• [Task description] Put the items from the line holding "For the audit, pick out each instance of the dancer's" through the end of the items, inclusive, into a two-column CSV with the header item_text,answer. Give one row per item, with its text and its answer each in a single quoted field and line breaks replaced by spaces.

• [Data extract]
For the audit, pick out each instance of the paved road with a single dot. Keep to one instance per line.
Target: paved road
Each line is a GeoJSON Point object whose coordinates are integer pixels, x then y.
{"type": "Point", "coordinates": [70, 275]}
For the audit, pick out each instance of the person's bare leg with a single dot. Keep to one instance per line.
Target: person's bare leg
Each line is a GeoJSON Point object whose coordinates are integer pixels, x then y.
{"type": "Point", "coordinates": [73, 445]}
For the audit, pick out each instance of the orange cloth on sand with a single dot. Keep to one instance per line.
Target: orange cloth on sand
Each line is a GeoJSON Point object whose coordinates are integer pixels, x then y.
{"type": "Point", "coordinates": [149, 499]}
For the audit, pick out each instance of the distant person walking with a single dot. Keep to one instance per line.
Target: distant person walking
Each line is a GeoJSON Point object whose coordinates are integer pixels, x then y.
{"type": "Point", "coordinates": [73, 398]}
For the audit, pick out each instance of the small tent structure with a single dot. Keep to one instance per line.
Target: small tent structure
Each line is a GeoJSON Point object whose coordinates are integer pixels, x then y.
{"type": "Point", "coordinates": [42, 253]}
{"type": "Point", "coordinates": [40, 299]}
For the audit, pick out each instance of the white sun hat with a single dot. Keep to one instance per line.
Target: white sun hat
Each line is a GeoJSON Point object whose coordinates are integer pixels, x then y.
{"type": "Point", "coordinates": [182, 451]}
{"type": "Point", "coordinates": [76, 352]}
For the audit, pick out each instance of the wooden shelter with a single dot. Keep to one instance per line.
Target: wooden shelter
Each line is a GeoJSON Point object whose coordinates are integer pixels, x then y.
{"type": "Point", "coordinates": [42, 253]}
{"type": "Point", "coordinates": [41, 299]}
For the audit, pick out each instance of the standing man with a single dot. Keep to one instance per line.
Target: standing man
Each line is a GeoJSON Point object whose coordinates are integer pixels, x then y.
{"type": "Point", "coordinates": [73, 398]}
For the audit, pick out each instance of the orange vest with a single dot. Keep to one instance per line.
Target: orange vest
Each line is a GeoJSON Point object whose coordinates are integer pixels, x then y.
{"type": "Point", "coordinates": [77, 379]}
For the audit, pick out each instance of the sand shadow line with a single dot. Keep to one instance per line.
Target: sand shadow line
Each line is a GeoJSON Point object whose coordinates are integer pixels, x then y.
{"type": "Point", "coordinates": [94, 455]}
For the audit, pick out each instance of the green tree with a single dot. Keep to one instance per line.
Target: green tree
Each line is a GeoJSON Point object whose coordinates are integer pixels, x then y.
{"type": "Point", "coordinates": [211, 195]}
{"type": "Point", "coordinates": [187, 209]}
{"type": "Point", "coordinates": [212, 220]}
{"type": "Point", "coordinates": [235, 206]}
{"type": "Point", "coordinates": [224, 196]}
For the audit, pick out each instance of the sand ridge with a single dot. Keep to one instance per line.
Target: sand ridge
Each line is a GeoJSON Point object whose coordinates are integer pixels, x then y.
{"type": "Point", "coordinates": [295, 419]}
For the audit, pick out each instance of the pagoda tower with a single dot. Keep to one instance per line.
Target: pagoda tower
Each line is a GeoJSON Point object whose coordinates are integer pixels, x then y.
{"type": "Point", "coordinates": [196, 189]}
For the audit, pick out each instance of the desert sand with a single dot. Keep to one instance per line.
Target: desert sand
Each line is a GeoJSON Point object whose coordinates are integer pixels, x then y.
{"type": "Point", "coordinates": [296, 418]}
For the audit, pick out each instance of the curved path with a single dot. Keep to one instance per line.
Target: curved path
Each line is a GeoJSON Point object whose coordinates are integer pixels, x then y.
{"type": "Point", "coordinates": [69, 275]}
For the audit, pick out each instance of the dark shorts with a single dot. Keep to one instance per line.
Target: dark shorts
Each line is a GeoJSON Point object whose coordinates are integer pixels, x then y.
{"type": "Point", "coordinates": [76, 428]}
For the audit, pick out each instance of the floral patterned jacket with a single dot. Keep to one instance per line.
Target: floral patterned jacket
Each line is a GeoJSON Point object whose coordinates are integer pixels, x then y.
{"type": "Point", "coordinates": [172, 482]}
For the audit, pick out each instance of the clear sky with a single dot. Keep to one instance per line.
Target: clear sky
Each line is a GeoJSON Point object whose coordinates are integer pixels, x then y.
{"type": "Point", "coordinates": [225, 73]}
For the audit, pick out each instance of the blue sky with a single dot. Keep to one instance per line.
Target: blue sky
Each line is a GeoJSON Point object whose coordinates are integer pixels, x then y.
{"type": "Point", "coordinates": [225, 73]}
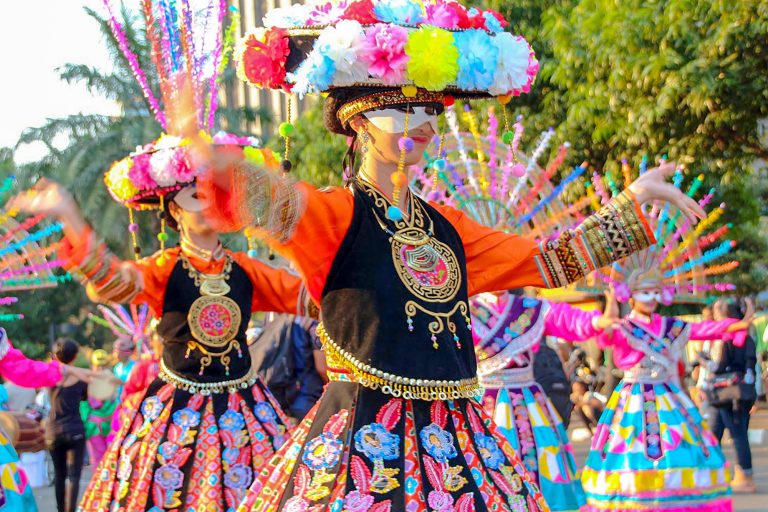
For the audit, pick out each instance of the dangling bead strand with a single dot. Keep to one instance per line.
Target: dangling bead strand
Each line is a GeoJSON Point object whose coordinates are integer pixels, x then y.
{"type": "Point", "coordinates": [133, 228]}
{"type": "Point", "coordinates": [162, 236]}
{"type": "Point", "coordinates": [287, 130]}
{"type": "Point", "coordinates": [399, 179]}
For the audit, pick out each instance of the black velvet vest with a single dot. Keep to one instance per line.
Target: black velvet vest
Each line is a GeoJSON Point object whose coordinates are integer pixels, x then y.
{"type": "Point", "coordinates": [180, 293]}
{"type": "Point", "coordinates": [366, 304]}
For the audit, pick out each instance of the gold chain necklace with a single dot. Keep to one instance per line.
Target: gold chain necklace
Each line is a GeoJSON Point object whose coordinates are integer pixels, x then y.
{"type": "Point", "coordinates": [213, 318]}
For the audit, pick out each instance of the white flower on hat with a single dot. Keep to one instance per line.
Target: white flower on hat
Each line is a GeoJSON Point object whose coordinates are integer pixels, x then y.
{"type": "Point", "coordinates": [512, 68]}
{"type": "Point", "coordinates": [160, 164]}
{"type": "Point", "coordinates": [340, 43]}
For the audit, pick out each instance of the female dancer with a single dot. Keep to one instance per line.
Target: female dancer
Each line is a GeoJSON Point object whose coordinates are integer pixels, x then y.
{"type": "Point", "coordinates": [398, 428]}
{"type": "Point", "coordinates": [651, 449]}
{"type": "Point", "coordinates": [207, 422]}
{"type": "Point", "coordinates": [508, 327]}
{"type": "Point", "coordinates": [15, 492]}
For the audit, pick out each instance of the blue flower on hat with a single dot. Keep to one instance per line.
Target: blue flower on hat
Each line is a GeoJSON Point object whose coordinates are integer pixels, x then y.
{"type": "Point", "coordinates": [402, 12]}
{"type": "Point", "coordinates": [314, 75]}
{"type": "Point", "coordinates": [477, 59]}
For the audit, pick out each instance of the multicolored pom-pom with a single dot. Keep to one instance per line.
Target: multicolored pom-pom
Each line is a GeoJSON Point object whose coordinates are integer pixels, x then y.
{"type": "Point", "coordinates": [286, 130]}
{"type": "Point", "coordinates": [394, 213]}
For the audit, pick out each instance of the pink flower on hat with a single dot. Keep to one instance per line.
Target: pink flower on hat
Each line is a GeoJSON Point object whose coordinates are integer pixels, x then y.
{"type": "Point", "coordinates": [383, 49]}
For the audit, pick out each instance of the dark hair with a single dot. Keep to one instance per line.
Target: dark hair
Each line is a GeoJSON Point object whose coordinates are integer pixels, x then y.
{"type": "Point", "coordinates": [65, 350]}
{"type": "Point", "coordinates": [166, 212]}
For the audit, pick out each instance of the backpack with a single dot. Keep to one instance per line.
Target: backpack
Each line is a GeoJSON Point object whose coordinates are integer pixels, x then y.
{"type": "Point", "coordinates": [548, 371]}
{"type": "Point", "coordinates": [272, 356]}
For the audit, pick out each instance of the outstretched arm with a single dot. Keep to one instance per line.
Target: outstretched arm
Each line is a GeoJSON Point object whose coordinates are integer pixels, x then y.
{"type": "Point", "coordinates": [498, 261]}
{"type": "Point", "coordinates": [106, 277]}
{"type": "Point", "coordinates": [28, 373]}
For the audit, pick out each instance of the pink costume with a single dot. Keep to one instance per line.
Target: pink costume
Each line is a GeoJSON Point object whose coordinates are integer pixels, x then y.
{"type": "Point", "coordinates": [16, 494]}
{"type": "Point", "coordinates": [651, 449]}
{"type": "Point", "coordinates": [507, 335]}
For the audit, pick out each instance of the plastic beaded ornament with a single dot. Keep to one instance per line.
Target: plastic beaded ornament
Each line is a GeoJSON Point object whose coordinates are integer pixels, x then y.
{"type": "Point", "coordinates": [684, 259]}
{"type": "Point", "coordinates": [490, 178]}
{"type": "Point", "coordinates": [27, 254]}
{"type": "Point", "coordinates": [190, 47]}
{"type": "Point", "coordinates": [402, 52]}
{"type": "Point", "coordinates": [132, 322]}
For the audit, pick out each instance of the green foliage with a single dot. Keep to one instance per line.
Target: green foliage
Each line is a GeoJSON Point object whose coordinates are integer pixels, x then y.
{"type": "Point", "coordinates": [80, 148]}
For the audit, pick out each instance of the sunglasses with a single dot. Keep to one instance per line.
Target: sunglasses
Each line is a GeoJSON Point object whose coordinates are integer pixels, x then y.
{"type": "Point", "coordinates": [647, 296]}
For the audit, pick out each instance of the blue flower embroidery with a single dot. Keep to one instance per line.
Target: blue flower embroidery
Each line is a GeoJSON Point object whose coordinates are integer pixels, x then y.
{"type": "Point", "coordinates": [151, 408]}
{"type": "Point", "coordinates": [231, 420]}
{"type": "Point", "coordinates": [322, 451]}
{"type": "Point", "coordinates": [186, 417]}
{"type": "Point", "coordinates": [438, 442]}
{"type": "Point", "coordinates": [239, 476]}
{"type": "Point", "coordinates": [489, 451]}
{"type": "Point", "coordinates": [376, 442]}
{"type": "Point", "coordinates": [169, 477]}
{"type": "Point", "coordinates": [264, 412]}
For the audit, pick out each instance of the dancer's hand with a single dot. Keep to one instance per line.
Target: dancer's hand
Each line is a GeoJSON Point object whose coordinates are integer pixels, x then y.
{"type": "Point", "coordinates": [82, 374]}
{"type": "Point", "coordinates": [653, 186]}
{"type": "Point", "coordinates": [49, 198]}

• [Output below]
item_text,answer
"For the audit, pick out each instance of the dancer's hand with a single dot. Keep to one instance per line. Target: dancer's hand Each line is a GeoJSON Point object whose coordinates are integer pixels, x then y.","{""type"": ""Point"", ""coordinates"": [82, 374]} {""type"": ""Point"", ""coordinates"": [653, 186]} {""type"": ""Point"", ""coordinates"": [49, 198]}"